■ Material for this task ■
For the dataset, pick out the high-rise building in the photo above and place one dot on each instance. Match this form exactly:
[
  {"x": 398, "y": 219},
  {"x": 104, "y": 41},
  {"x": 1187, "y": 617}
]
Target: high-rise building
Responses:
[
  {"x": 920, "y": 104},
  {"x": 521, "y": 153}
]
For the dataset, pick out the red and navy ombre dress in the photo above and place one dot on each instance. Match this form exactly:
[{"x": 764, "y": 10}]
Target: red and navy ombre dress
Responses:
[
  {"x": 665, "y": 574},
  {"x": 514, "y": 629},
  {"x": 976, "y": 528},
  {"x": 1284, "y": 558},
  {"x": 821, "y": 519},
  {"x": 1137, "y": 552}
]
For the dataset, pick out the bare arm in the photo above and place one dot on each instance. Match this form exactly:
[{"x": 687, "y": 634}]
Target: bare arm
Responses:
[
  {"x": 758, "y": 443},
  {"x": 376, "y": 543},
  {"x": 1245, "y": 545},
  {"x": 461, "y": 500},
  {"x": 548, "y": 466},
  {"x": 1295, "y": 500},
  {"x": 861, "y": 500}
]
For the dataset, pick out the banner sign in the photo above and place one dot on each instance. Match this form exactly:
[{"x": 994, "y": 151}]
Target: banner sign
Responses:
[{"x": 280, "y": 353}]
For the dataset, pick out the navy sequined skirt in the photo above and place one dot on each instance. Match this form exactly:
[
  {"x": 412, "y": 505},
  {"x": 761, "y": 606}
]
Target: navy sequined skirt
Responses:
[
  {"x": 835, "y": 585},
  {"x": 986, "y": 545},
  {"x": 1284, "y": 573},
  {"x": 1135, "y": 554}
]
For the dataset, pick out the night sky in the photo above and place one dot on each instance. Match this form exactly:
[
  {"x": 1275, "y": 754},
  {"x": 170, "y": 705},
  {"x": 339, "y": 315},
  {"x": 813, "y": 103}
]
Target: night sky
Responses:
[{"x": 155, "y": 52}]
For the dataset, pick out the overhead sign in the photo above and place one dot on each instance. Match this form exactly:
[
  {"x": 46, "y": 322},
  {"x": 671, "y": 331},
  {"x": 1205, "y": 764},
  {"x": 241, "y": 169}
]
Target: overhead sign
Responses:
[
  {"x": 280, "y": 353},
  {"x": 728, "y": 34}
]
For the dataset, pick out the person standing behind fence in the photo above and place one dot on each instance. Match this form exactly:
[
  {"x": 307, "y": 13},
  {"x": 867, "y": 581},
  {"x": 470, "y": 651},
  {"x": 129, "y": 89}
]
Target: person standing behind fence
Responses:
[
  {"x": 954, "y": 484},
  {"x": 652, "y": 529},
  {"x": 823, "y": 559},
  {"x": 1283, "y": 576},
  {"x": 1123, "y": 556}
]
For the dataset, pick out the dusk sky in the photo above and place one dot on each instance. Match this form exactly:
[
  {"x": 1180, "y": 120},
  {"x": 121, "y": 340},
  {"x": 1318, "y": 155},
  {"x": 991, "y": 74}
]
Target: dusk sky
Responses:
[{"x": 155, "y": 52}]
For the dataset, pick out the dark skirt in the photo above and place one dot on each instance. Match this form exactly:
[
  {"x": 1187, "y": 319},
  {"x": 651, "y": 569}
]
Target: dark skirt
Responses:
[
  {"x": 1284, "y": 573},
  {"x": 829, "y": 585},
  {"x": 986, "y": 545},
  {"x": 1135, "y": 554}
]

■ What is expected ■
Shift each answer coordinate by adding 52 to it, then reproduce the records from the line with "For the dataset, pick out the overhead" up to and including the final line of the records, requests included. Leave the numbers in the requests and their format samples unchanged.

■ Result of the task ■
For the dataset, pick out the overhead sign in the photo above and place one dot on each instance. Match this form exactly:
[
  {"x": 46, "y": 322},
  {"x": 671, "y": 331},
  {"x": 1205, "y": 764},
  {"x": 241, "y": 169}
]
Target: overhead sign
Responses:
[
  {"x": 332, "y": 405},
  {"x": 780, "y": 86}
]
For the dataset, pick out the person standing behind fence in the photo above and place one dot on each instance. Match this form exactly:
[
  {"x": 307, "y": 13},
  {"x": 867, "y": 581},
  {"x": 470, "y": 651},
  {"x": 129, "y": 89}
]
Target: person standing behind fence
Responses:
[
  {"x": 1006, "y": 536},
  {"x": 704, "y": 581},
  {"x": 875, "y": 611},
  {"x": 1335, "y": 628},
  {"x": 1175, "y": 608}
]
For the dataset, pick out the dusk sky in the photo above and place one dot on each instance. Match this form exactly:
[
  {"x": 1180, "y": 120},
  {"x": 121, "y": 340},
  {"x": 1318, "y": 155},
  {"x": 991, "y": 74}
]
Target: dusk sky
Responses:
[{"x": 207, "y": 104}]
For the dataset, pick out the dark skirt in the photo above and place one dot on each instance. Match this form exactly:
[
  {"x": 1187, "y": 319},
  {"x": 651, "y": 569}
]
Target: dark skirt
Responses:
[
  {"x": 1336, "y": 625},
  {"x": 881, "y": 637},
  {"x": 1038, "y": 597},
  {"x": 1187, "y": 606}
]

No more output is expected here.